→ **Source passage**

========================================================================

Ida Barr (born Maud Barlow, 17 January 1882 – 17 December 1967) was an English music hall singer.

Life and career
Barr was born at Regent's Park Barracks, London on 17 January 1882. Her father, William Barlow, is believed to have been a soldier, although Maud described him as a retired civil servant on her marriage certificate.

She made her stage debut in 1898 as a chorus girl at the Theatre Royal, Belfast. Initially calling herself Maud Laverne, she first used the stage-name Ida Barr in 1908 at London's Bedford Theatre.

Barr married comedian Samuel 'Gus' Harris (billed as "the only Yiddisher Scotsman in the Irish Fusiliers"), but the marriage failed within a few years, with Maud soon sailing to New York. Achieving some success in America, Barr returned to England a premier singer of ragtime songs, popularising in Britain the songs "Oh, You Beautiful Doll" (Ayer & Brown; 1910) and "Everybody's Doing It" (Berlin; 1911).

========================================================================

→ **Given entries**

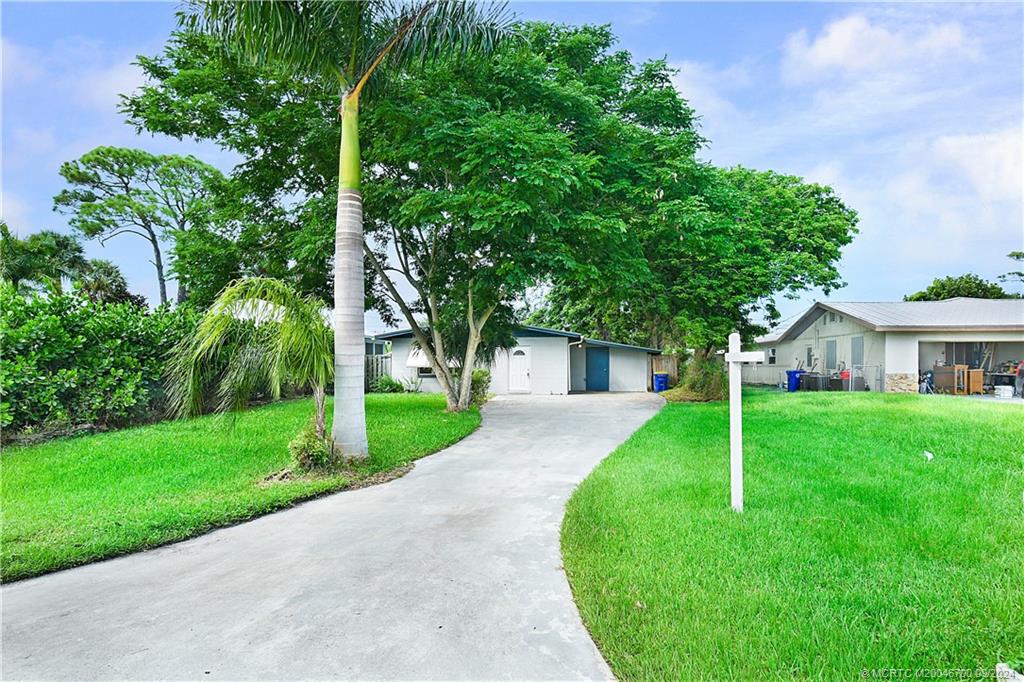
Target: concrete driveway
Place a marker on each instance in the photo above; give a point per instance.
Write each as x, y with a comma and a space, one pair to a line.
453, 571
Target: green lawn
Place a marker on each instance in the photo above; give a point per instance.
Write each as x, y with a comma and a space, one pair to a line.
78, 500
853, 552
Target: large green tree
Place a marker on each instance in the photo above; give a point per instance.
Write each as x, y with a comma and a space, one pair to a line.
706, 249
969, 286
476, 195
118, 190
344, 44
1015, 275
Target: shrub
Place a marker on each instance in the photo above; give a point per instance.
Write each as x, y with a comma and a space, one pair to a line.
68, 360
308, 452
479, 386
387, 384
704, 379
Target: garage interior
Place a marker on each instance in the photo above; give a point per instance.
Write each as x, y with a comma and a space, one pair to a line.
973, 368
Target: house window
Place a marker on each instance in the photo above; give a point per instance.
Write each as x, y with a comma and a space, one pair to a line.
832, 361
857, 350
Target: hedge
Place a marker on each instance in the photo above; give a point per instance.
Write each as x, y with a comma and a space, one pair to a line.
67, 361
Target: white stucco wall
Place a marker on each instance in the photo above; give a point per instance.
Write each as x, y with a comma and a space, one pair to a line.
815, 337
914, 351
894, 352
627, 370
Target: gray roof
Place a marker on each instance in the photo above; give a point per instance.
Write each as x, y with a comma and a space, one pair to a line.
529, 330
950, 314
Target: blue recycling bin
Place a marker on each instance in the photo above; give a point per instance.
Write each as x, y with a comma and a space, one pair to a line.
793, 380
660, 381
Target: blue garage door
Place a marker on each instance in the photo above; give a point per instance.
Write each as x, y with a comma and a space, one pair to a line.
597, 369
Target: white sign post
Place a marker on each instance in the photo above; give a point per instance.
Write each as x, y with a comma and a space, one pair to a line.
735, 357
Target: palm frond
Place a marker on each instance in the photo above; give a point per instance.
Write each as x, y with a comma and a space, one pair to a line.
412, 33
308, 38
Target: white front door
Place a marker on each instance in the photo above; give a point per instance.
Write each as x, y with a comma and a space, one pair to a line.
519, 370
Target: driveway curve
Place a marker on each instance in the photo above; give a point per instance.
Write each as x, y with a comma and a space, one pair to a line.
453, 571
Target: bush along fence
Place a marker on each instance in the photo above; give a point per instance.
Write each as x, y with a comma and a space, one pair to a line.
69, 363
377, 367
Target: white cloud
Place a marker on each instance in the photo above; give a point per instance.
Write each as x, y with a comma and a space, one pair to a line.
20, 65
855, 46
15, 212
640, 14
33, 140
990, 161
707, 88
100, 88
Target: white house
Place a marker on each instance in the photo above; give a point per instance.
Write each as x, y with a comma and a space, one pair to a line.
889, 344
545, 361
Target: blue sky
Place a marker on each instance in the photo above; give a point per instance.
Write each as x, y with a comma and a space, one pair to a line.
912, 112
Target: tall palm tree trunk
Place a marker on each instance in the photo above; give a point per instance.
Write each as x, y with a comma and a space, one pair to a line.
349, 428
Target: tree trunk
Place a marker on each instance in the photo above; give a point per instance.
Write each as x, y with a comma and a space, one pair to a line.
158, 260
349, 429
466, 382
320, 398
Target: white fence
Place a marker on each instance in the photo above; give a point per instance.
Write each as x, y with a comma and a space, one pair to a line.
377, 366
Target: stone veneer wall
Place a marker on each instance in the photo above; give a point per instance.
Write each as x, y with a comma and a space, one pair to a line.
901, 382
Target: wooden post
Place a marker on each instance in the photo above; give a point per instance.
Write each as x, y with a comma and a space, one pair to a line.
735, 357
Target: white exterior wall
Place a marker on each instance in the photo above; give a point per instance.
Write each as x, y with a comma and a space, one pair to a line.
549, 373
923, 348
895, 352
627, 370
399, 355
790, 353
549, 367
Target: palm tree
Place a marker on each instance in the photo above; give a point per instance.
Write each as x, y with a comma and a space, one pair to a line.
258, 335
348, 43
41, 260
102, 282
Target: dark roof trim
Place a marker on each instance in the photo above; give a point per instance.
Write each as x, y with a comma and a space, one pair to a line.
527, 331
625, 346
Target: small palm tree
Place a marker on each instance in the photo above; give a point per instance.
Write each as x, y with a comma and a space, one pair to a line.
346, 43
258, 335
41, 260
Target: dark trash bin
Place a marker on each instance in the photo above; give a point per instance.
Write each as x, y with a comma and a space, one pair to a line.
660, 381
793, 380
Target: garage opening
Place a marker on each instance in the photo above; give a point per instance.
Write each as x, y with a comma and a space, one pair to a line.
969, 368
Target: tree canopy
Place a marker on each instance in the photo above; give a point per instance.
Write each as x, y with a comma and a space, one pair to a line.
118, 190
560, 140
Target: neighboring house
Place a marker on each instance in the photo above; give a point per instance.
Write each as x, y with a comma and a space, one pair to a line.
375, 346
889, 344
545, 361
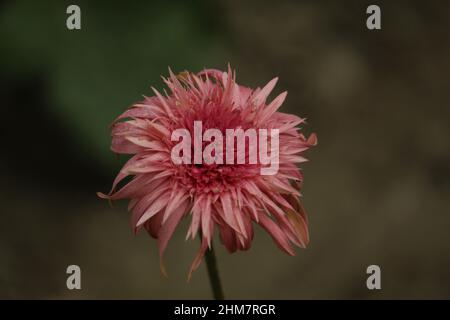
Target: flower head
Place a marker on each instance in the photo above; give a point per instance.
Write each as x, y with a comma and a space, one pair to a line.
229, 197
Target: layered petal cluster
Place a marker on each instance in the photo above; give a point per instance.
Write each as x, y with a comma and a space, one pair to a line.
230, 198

========================================================================

→ **Problems**
1. In the Ida Barr biography, rewrite the paragraph beginning "Barr married comedian Samuel 'Gus' Harris" as a short bulleted list that keeps its main facts.
2. According to the Ida Barr biography, where and in what year did she make her stage debut?
3. Continue the Ida Barr biography from its final sentence.

→ **Expected answers**
1.
- Barr married comedian Samuel "Gus" Harris, billed as "the only Yiddisher Scotsman in the Irish Fusiliers."
- The marriage failed within a few years, and she soon sailed to New York.
- She had some success in America and returned to England a premier ragtime singer.
- She popularized "Oh, You Beautiful Doll" (Ayer & Brown, 1910) and "Everybody's Doing It" (Berlin, 1911) in Britain.

2. She debuted in 1898 as a chorus girl at the Theatre Royal, Belfast.

3.
She toured worldwide, earning good money, but was over-generous and failed to save. She became in her old age reliant on welfare benefits, living in a small flat off the Charing Cross Road in London. Writer and broadcaster Daniel Farson, a music hall enthusiast, took it upon himself to extend a helping hand, bringing Barr to a new (or nostalgic) audience on record and television. It was through Farson, too, that variety entertainer Danny La Rue arranged a benefit concert for Barr.

Death
Ida Barr died on 17 December 1967 in London.

Film and TV credits
Barr's screen credits span the years 1936 to 1966.

Film credits
Happy Days Are Here Again (1936)
Laugh It Off (1940)
Let the People Sing (1942)

TV credits
Music Hall Cavalcade (1937)
Stars and Garters (1965)
Love Story (1966)

Trivia
Actress Elsa Lanchester performed in her youth a snake dancing routine with Ida Barr.
Ida Barr's name was appropriated more than 40 years after her death by Christopher Green for an unrelated, non-tribute drag act.
Ida Barr was (through her marriage to Gus Harris) a great-aunt of actress and singer Anita Harris.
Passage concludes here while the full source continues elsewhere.